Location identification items
** start **
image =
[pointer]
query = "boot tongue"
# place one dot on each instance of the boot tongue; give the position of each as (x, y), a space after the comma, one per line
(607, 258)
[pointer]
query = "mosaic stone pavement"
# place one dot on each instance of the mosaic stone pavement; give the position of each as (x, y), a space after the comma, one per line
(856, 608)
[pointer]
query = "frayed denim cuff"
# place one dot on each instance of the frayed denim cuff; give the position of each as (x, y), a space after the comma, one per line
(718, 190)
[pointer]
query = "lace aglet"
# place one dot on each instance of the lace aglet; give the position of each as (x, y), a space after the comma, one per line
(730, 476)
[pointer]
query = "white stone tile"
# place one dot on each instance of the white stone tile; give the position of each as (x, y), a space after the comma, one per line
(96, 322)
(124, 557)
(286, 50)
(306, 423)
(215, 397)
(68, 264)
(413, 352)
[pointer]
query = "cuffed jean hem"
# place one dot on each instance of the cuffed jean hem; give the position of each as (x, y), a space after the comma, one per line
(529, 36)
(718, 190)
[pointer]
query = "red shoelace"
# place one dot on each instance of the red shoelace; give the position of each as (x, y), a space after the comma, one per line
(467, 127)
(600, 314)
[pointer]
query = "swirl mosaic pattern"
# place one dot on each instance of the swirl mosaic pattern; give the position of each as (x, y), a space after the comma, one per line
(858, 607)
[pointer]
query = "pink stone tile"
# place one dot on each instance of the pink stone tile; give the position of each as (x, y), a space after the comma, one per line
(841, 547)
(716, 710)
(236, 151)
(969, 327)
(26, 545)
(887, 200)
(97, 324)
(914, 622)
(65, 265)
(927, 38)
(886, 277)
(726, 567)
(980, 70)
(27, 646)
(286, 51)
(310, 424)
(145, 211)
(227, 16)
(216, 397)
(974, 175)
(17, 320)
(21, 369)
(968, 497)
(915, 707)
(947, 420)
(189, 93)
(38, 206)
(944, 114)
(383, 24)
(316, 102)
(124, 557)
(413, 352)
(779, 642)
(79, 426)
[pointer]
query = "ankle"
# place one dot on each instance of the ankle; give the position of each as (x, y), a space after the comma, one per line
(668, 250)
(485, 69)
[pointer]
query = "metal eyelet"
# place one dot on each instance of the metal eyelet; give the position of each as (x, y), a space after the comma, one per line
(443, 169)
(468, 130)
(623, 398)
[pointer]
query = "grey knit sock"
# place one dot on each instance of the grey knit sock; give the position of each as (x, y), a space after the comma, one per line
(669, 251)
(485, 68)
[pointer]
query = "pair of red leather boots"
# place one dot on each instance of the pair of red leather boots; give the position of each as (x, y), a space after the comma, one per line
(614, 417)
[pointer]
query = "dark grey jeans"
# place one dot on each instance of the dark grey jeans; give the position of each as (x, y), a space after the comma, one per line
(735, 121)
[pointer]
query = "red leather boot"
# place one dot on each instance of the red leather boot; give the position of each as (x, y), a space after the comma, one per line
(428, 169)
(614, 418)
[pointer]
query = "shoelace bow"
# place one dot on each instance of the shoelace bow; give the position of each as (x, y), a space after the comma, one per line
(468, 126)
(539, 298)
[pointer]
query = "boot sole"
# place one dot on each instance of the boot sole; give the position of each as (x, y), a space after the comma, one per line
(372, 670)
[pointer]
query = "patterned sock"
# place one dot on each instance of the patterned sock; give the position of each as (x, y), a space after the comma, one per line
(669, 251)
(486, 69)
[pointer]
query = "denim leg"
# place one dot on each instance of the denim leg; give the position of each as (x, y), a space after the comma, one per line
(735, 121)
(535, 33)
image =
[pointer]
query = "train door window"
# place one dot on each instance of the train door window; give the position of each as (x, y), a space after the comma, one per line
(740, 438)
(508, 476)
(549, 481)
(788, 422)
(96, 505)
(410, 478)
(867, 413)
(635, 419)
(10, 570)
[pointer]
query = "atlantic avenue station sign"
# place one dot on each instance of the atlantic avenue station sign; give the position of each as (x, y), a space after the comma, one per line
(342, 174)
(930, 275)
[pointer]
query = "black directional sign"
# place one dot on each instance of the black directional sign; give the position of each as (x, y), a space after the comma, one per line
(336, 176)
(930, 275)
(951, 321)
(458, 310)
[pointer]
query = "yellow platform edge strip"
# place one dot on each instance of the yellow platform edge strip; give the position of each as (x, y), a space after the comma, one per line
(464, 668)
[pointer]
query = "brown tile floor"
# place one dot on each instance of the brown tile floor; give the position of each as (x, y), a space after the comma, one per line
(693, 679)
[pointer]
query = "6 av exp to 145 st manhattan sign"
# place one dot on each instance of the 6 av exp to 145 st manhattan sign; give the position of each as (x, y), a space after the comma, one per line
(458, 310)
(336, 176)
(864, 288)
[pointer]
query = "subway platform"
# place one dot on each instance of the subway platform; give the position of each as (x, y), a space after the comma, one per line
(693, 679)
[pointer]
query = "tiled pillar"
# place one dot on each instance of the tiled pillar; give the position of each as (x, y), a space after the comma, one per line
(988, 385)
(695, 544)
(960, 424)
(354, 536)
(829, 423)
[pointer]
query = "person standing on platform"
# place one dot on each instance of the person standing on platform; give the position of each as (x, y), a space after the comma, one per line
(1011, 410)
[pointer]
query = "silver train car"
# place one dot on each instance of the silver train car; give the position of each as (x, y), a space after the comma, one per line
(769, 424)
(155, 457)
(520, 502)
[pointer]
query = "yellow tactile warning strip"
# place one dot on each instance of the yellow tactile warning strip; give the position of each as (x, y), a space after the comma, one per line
** end **
Exercise goal: How many lines of the records above contain the string "directional"? Give only the number.

Task output: 2